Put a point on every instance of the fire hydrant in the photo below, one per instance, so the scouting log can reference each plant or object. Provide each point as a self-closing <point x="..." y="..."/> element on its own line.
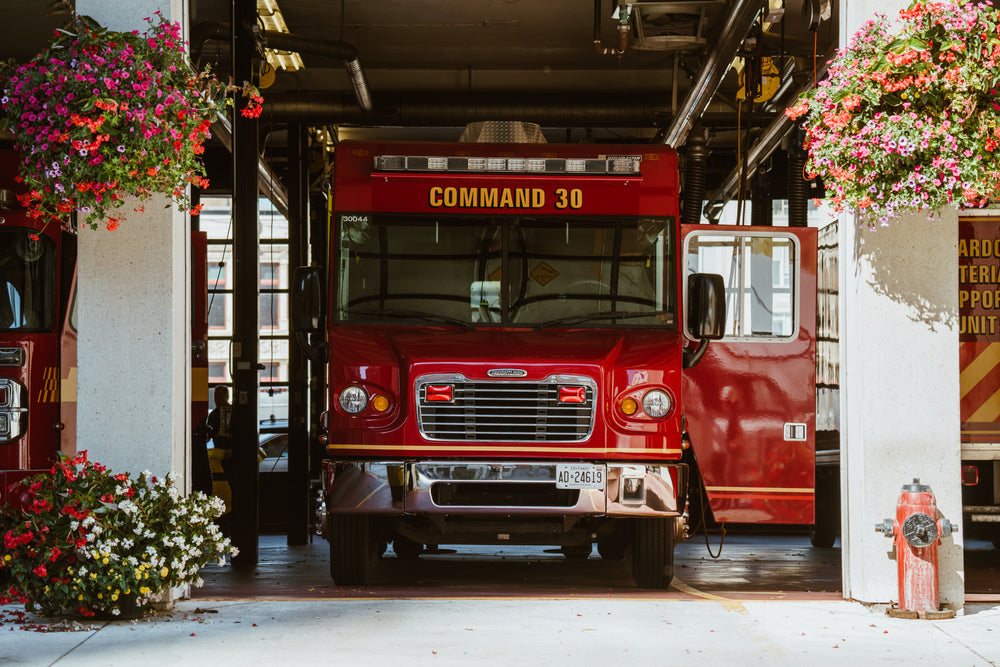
<point x="917" y="534"/>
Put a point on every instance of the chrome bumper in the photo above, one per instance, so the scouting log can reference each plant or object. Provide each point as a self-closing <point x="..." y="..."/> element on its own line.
<point x="495" y="487"/>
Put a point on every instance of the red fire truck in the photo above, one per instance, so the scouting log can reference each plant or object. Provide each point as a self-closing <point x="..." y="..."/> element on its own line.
<point x="38" y="265"/>
<point x="518" y="345"/>
<point x="37" y="338"/>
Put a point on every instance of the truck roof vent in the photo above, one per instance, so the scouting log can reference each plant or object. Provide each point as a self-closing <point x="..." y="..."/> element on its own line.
<point x="502" y="132"/>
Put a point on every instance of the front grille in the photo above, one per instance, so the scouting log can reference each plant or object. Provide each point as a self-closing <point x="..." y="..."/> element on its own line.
<point x="506" y="411"/>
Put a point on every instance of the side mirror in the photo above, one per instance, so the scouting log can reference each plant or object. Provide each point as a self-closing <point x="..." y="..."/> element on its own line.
<point x="306" y="300"/>
<point x="706" y="307"/>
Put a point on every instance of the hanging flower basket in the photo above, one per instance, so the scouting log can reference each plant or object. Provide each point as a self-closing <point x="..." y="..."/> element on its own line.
<point x="92" y="543"/>
<point x="102" y="118"/>
<point x="908" y="118"/>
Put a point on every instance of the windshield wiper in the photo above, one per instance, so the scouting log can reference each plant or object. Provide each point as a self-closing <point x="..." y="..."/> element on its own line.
<point x="599" y="315"/>
<point x="419" y="314"/>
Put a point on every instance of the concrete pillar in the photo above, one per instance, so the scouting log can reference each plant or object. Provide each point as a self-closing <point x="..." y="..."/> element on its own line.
<point x="899" y="379"/>
<point x="134" y="361"/>
<point x="899" y="392"/>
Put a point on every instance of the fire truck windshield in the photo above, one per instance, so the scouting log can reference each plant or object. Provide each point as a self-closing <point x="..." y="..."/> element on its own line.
<point x="506" y="270"/>
<point x="27" y="281"/>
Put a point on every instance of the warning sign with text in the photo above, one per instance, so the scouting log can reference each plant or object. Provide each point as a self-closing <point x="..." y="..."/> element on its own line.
<point x="979" y="328"/>
<point x="979" y="280"/>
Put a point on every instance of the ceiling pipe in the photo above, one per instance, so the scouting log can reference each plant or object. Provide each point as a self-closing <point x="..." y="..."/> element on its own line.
<point x="456" y="109"/>
<point x="623" y="30"/>
<point x="267" y="181"/>
<point x="710" y="75"/>
<point x="766" y="143"/>
<point x="343" y="51"/>
<point x="282" y="41"/>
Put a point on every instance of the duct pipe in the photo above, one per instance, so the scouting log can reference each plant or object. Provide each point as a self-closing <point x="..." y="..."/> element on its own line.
<point x="797" y="185"/>
<point x="762" y="148"/>
<point x="710" y="76"/>
<point x="761" y="205"/>
<point x="282" y="41"/>
<point x="456" y="109"/>
<point x="347" y="53"/>
<point x="623" y="29"/>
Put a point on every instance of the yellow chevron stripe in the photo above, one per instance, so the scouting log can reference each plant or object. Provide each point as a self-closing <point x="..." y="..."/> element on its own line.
<point x="987" y="360"/>
<point x="49" y="392"/>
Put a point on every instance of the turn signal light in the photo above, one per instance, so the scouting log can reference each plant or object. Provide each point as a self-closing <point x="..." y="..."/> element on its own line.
<point x="629" y="406"/>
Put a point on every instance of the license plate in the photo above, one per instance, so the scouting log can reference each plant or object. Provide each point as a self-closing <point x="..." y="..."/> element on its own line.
<point x="579" y="476"/>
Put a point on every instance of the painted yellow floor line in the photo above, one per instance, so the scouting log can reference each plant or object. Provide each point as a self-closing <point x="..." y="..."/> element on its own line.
<point x="731" y="605"/>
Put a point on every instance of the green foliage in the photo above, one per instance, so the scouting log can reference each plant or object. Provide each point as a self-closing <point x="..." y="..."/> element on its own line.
<point x="86" y="540"/>
<point x="101" y="117"/>
<point x="908" y="119"/>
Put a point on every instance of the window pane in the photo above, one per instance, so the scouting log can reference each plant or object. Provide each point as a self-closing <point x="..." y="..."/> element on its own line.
<point x="759" y="273"/>
<point x="27" y="281"/>
<point x="218" y="311"/>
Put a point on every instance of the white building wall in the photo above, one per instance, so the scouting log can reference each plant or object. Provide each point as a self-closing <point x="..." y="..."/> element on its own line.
<point x="134" y="358"/>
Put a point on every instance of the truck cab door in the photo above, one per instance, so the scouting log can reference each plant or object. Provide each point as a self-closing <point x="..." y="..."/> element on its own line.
<point x="750" y="403"/>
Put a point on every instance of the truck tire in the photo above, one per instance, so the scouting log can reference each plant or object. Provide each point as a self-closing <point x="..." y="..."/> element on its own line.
<point x="354" y="549"/>
<point x="612" y="549"/>
<point x="822" y="535"/>
<point x="576" y="551"/>
<point x="652" y="547"/>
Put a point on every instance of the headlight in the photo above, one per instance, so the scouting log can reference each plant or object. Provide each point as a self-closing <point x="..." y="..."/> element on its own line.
<point x="353" y="400"/>
<point x="656" y="403"/>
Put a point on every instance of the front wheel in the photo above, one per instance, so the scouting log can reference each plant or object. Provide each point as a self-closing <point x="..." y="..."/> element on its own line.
<point x="354" y="549"/>
<point x="576" y="551"/>
<point x="652" y="547"/>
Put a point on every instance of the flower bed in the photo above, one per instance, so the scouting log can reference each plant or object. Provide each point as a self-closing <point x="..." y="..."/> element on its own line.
<point x="91" y="542"/>
<point x="908" y="118"/>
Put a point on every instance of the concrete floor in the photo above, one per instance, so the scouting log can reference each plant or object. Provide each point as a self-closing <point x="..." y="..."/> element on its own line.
<point x="768" y="600"/>
<point x="753" y="565"/>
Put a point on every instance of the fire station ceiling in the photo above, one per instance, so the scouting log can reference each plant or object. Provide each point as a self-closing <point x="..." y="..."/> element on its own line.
<point x="584" y="70"/>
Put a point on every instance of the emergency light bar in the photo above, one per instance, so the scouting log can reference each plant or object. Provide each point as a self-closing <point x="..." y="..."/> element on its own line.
<point x="11" y="356"/>
<point x="509" y="165"/>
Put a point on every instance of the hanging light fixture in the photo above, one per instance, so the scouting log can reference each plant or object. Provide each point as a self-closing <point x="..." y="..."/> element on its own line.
<point x="272" y="20"/>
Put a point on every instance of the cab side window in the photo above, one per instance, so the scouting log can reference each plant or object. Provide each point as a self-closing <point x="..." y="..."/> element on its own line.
<point x="759" y="270"/>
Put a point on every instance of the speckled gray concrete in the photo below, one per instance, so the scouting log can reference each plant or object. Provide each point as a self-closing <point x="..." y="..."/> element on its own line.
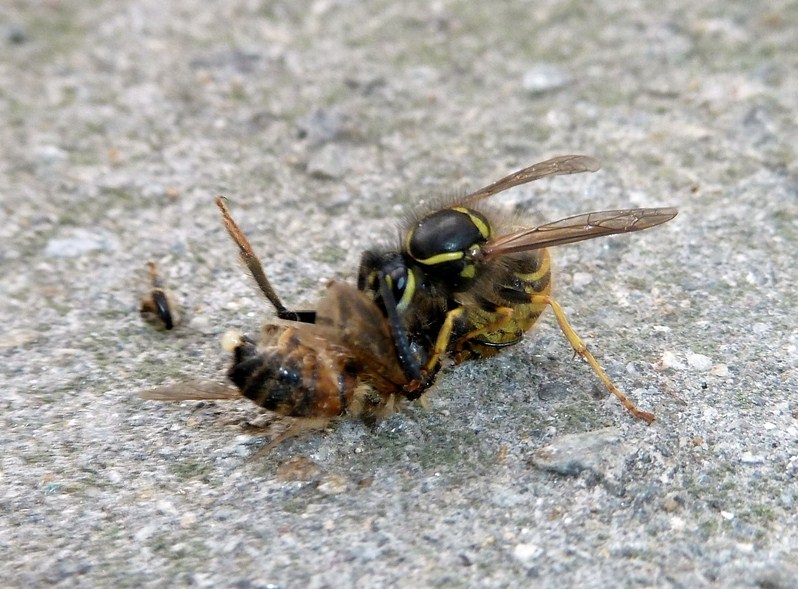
<point x="323" y="121"/>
----
» **Objetivo**: Converta todas as linhas acima em um CSV de duas colunas, "texto" e "resposta", com uma linha para cada texto e os pontos correspondentes em "resposta", cada campo entre aspas e as quebras de linha trocadas por espaços. Deixe as imagens de fora.

» **Resultado**:
texto,resposta
"Put a point on every instance of the fire hydrant in the photo below, one per instance, so the scouting log can reference each plant or object. Provide each point as a self-closing <point x=""..."" y=""...""/> element on its own line.","<point x=""917"" y=""534""/>"
"Put a point on every instance of the chrome bumper in the photo above, one per instance, so the scouting log can reference each plant or object. Provide each point as a self-closing <point x=""..."" y=""...""/> element on its own line.","<point x=""495"" y=""487""/>"
"Put a point on every instance of the red fire truck in the photo above, one per instance, so the scouting log can reference each plant or object. Provide each point as a self-closing <point x=""..."" y=""...""/> element on its own line.","<point x=""38"" y=""265""/> <point x=""518"" y=""345""/> <point x=""37"" y=""338""/>"
"Put a point on every instance of the truck roof vent in the photo above, one per instance, so the scouting log can reference each plant or object. Provide each point as a self-closing <point x=""..."" y=""...""/> element on its own line.","<point x=""502"" y=""132""/>"
"Put a point on every instance of the front grille in the photo above, one per instance, so the scouting log can reference each plant or object. Provide each point as a self-closing <point x=""..."" y=""...""/> element on its own line.","<point x=""506"" y=""411""/>"
"Put a point on every instance of the side mirror in the photo above, one per instance, so the scouting log can reference each plant or object. Provide each point as a self-closing <point x=""..."" y=""...""/> element on its own line.","<point x=""306"" y=""300""/> <point x=""706"" y=""307""/>"
"Put a point on every instance of the hanging flower basket in the photo above, one per instance, so the scouting log can reference each plant or object. Provide each point as a self-closing <point x=""..."" y=""...""/> element on its own line.","<point x=""92"" y=""543""/> <point x=""102"" y=""118""/> <point x=""908"" y=""118""/>"
"Put a point on every instance of the windshield wiper in the photo above, one per instance, so the scouting log can reference each plant or object. Provide each point as a self-closing <point x=""..."" y=""...""/> element on its own line.","<point x=""599"" y=""315""/> <point x=""419"" y=""314""/>"
"Put a point on every instance of the concrete pillar in the photo above, one per instance, so the scouting log can reference each plant or object. Provide each point as a self-closing <point x=""..."" y=""...""/> element on its own line.","<point x=""899"" y=""379""/> <point x=""134"" y=""361""/> <point x=""899"" y=""392""/>"
"Put a point on every instance of the fire truck windshield in the photo above, one per instance, so the scouting log can reference each plant or object. Provide each point as a self-closing <point x=""..."" y=""...""/> element on its own line.","<point x=""506"" y=""270""/> <point x=""27"" y=""281""/>"
"Put a point on every instance of the warning sign with text in the photo above, one per instance, so the scouting log can reference each plant or object. Provide each point as a self-closing <point x=""..."" y=""...""/> element on its own line.","<point x=""979"" y=""328""/> <point x=""979"" y=""280""/>"
"Put a point on every instance of the ceiling pipe in the photo above, one per instance, so the scouting log can reference each plant or object. Provide each point as a self-closing <point x=""..."" y=""...""/> element on its own line.","<point x=""456"" y=""109""/> <point x=""623"" y=""30""/> <point x=""267"" y=""181""/> <point x=""710"" y=""75""/> <point x=""766"" y=""143""/> <point x=""343"" y=""51""/> <point x=""282"" y=""41""/>"
"Put a point on every instance of the duct pipe in the photo above, one per instance, so the scouting log can reference each plant or object. Provide each point as a self-closing <point x=""..."" y=""...""/> element on its own line.","<point x=""797"" y=""185""/> <point x=""762"" y=""148""/> <point x=""710"" y=""76""/> <point x=""761"" y=""205""/> <point x=""282"" y=""41""/> <point x=""456"" y=""109""/> <point x=""347"" y=""53""/> <point x=""623"" y=""29""/>"
"Put a point on every instance of the yellow chevron stripe in the photo above, one per instance, so the scouting log can reference each plant or object. Provide each point as a self-closing <point x=""..."" y=""...""/> element on its own line.","<point x=""987"" y=""360""/> <point x=""49"" y=""392""/>"
"Put a point on every instance of the turn signal light in the photo above, one per instance, so the scouting log can reference each plant or object. Provide each point as a self-closing <point x=""..."" y=""...""/> element on its own line.","<point x=""629"" y=""406""/>"
"Put a point on every instance of the license plate in the photo above, one per instance, so the scouting log can reference each plant or object. Provide each point as a self-closing <point x=""..."" y=""...""/> element on its own line.","<point x=""579"" y=""476""/>"
"Put a point on every instance of the painted yellow floor line in the photo above, one per instance, so the scouting log can reference each plant or object. Provide each point as a self-closing <point x=""..."" y=""...""/> element on its own line.","<point x=""731"" y=""605""/>"
"Put a point on every instance of the green foliage in the photo above, one per instance, so the scouting log can reference each plant or object. Provide each point as a self-closing <point x=""..."" y=""...""/> element on its own line.","<point x=""86"" y=""540""/> <point x=""101"" y=""117""/> <point x=""908"" y=""119""/>"
"Put a point on every instance of the window pane in the photo above, one per instance, so the scouting log can reference each plant or object. Provide each point as a self-closing <point x=""..."" y=""...""/> element on its own line.","<point x=""759"" y=""273""/> <point x=""27"" y=""281""/> <point x=""218"" y=""311""/>"
"Put a point on every instance of the white building wall in the photo above, one per instance, so the scouting log can reference each plant or object. Provide each point as a self-closing <point x=""..."" y=""...""/> element on its own line.","<point x=""134"" y=""358""/>"
"Put a point on every instance of the truck cab door in the photo above, one per instance, so the scouting log can reference each plant or object. Provide each point as a self-closing <point x=""..."" y=""...""/> element on its own line.","<point x=""750"" y=""403""/>"
"Put a point on every instance of the truck tire in the photo above, one per instance, so the scouting log can reference each plant or object. Provide each point as a self-closing <point x=""..."" y=""...""/> element on its own line.","<point x=""354"" y=""549""/> <point x=""612"" y=""549""/> <point x=""822"" y=""535""/> <point x=""576"" y=""551""/> <point x=""652"" y=""547""/>"
"Put a point on every instance of the headlight in the photo above, one per instance, so the scouting log can reference each plant or object. Provide each point as a self-closing <point x=""..."" y=""...""/> element on its own line.","<point x=""353"" y=""400""/> <point x=""656"" y=""403""/>"
"Put a point on every instance of the front wheel in the photo above, one per instance, so the scouting log can reference each plant or object. Provide each point as a self-closing <point x=""..."" y=""...""/> element on its own line.","<point x=""354"" y=""549""/> <point x=""576"" y=""551""/> <point x=""652"" y=""547""/>"
"Put a point on every instance of the flower bed in the photo above, one per instance, so the scouting log can reference each plant or object. Provide each point as a self-closing <point x=""..."" y=""...""/> element on its own line.","<point x=""91"" y=""542""/> <point x=""908"" y=""118""/>"
"Put a point on every instance of the concrete floor in the photo above, one per instance, so the scouting log can reference each plant or object. Provide each point as a self-closing <point x=""..."" y=""...""/> element on its own line.","<point x=""768"" y=""600""/> <point x=""753"" y=""565""/>"
"Put a point on every instance of the fire station ceiling in the photo above, one per instance, so the scouting log can reference each plant or object. Provide each point as a self-closing <point x=""..."" y=""...""/> element on its own line.","<point x=""584"" y=""70""/>"
"Put a point on every instance of the emergency light bar in the photo above, one per instance, so the scouting log can reference each plant or object. Provide each point as a self-closing <point x=""..."" y=""...""/> element on its own line.","<point x=""11"" y=""356""/> <point x=""509"" y=""165""/>"
"Put a point on every instance of the hanging light fixture in the photo above, one per instance, so the scouting log can reference each plant or object. Provide each point as a self-closing <point x=""..."" y=""...""/> element on its own line.","<point x=""272"" y=""20""/>"
"Put a point on every instance of the cab side window in the photo above, one per instance, so the scouting log can reference each plant or object. Provide each point as a self-closing <point x=""..."" y=""...""/> element on its own line.","<point x=""759"" y=""270""/>"
"Put a point on every instance of the speckled gray concrete in the photo below, one per instance, so the scouting log can reference each plant or object. Provide each point as a self-closing <point x=""..."" y=""...""/> element on its own line.","<point x=""323"" y=""121""/>"